> QUÉ HACER: Enumera todos los vínculos con las víctimas que el fragmento citado atribuye a quienes, organizadas en colectivos, escarban la tierra.

> FRAGMENTO CITADO:
##############################
Pero también Juan Rulfo lo dijo a su manera “en esa novela de muertos que es Pedro Páramo: ‘Vamos a estar mucho tiempo enterrados y en ese tiempo pueden pasar tantas cosas, incluso el morir de nueva cuenta, el caer otra vez en las garras de nuevos o viejos asesinos para descubrirse con los huesos triturados o los restos hechos cenizas’”.
Ante esa situación, recordó la colegiada, la académica Christina Sharpe habló de “defender a nuestros muertos” y así rendirles duelo. Sin embargo, cuestionó, “¿cómo llevar a cabo ese duelo cuando no hay nombres o cuando no hay cuerpos o cuando todo lo que queda es un sitio donde se aglomeran un montón de esqueletos confundidos?”.
“¿De qué manera los que encuentran un último refugio en una fosa común nos conmina a continuar en diálogo con ellos, no solo alargando su estancia entre nosotros sino también lanzándole al mundo las preguntas sobre los restos que son, de manera inescapable, preguntas sobre la producción de desaparición, pobreza y muerte?”, agregó.
Rivera Garza señaló después que “la versión burocrática y autoglorificante del Estado mexicano” insiste en que la Comisión Nacional de Búsqueda de Personas Desaparecidas y no Localizadas, órgano descentralizado de la Secretaría de Gobernación de México, que se estableció el 7 de noviembre del 2017, fue resultado de “una iniciativa gubernamental para atender la problemática de las desapariciones forzadas”.
Sin embargo, recordó, “antes y después de esta iniciativa, estuvieron los familiares de las víctimas, especialmente sus madres, esposas, hermanas o amigas que, organizadas en colectivos independientes, se han dado a la tarea de escarbar la tierra. Horadándola con distintos instrumentos caseros, oliéndola de cerca con tal de dar con los restos de sus seres queridos. Y antes de los familiares, estuvieron ellos, uno cerca del otro, entrelazados tal vez en esas fosas comunes que guardan a los más de 100 mil desaparecidos que según los datos del Registro Nacional de Personas Desaparecidas existen en México hoy en día”.
##############################
> DATOS PROPORCIONADOS:

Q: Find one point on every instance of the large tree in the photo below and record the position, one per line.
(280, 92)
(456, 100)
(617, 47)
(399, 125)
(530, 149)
##############################
> SOLUCIÓN:
- madres
- esposas
- hermanas
- amigas